Excerpt:
Xia did not elaborate further on the external and internal changes which were driving such efforts.

“Make Hong Kong’s hallmark as the best tourism destination even shinier,” he said, reiterating Beijing’s support for the sector.

Tourism minister Yeung is on a three-day trip to the capital which wraps up on Saturday, with his schedule including the discussions with Xia, a plaque unveiling ceremony at Beijing’s Palace Museum and a visit to the Ministry of Culture and Tourism.

The Hong Kong government is in the process of hammering out a development road map for the sector, called Tourism Blueprint 2.0., based on its 2017 vision.

Some lawmakers and industry stakeholders have said new ideas are needed amid changing visitor habits following the Covid-19 pandemic, currency pressures and the souring of Hong Kong-United States relations.

Authorities unveiled the original 2017 vision before the introduction of a national policy that called on Hong Kong to be a key player in the Greater Bay Area, an emerging economic area combining the city, Macau and nine cities in Guangdong province.

The recent Labour Day “golden week” holiday, which lasted five days in mainland China, underscored Hong Kong’s struggle to recover, with inbound trips reaching only two-thirds of pre-pandemic levels.

Officials and industry players have said visitors from the mainland, who accounted for 77 per cent of the city’s 11.22 million total tourist arrivals in the first quarter of this year, are increasingly looking to enjoy experiences rather than splurge on consumer products.

Overall tourist arrivals jumped 154.3 per cent in the first quarter against the same period last year, according to the Tourism Board’s latest statistics.

Dataset excerpts:
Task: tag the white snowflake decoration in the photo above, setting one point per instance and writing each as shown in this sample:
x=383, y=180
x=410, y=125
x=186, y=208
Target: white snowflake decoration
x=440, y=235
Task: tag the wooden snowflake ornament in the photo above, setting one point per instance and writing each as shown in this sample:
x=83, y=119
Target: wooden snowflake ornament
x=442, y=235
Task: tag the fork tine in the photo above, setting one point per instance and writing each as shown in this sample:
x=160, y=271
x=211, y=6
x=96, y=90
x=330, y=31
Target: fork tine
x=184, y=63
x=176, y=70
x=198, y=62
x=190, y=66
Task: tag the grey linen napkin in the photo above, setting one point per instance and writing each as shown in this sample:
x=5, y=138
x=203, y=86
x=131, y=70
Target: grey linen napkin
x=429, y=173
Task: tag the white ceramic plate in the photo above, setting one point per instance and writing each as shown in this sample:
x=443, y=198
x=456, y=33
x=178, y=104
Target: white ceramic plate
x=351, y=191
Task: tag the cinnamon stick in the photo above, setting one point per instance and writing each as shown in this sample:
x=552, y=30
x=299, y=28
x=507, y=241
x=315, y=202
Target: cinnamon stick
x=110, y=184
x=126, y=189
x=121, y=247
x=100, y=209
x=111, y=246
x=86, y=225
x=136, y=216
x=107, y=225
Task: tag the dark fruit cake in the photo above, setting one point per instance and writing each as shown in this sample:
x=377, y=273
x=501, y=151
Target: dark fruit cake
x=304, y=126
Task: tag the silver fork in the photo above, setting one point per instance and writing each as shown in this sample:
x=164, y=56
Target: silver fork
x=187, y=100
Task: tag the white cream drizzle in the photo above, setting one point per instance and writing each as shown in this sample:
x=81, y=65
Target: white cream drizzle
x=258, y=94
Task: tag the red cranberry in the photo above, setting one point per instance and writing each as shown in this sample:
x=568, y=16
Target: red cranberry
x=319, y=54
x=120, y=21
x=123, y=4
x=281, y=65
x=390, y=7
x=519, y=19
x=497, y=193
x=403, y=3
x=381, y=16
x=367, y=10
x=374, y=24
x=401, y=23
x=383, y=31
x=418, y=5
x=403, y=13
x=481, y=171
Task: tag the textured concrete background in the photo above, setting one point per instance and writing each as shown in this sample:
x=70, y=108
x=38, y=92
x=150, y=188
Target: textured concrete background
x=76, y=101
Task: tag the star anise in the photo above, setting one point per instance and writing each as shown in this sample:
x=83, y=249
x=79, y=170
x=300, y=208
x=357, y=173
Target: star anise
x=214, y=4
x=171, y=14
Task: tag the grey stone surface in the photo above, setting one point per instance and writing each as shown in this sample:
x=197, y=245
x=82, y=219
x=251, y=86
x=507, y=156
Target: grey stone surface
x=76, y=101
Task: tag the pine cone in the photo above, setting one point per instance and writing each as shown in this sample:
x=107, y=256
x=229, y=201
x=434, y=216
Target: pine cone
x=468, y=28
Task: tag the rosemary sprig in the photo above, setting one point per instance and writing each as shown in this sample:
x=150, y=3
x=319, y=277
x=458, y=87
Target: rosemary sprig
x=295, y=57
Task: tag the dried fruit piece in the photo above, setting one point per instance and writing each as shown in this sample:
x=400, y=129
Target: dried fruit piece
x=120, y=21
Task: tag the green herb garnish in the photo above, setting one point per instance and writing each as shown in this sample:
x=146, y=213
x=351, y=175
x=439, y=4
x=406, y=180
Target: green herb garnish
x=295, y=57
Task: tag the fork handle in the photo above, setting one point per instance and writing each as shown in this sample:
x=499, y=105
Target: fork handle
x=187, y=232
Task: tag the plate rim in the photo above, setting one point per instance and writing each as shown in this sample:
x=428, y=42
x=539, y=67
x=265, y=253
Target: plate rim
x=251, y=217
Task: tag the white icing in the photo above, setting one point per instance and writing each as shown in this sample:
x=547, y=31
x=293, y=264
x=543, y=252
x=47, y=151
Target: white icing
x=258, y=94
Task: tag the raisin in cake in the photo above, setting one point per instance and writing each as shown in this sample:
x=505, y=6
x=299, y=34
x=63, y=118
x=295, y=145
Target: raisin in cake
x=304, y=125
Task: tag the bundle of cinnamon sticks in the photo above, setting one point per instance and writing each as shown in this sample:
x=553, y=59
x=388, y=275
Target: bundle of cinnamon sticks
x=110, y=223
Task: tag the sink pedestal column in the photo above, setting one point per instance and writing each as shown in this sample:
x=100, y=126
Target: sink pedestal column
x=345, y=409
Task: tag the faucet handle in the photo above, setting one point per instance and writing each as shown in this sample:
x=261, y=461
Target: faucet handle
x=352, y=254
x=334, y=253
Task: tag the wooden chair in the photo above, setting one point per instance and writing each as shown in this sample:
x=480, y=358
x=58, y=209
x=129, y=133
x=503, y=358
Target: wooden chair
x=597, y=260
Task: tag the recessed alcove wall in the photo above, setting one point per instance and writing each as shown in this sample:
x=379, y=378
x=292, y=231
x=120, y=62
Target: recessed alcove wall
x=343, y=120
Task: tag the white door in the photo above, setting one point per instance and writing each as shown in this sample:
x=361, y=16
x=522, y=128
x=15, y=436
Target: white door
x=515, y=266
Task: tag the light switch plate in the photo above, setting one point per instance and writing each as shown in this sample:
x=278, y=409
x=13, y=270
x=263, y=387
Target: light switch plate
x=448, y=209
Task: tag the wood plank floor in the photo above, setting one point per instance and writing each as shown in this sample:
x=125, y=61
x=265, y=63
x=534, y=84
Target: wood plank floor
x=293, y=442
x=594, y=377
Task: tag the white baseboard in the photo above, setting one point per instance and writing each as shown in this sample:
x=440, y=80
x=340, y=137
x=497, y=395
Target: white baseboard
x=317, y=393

Task objective:
Reproduce, word for word, the portion of the Hong Kong tourism excerpt above that opens with the words containing "Xia did not" and closes with "Culture and Tourism.".

Completed task:
Xia did not elaborate further on the external and internal changes which were driving such efforts.

“Make Hong Kong’s hallmark as the best tourism destination even shinier,” he said, reiterating Beijing’s support for the sector.

Tourism minister Yeung is on a three-day trip to the capital which wraps up on Saturday, with his schedule including the discussions with Xia, a plaque unveiling ceremony at Beijing’s Palace Museum and a visit to the Ministry of Culture and Tourism.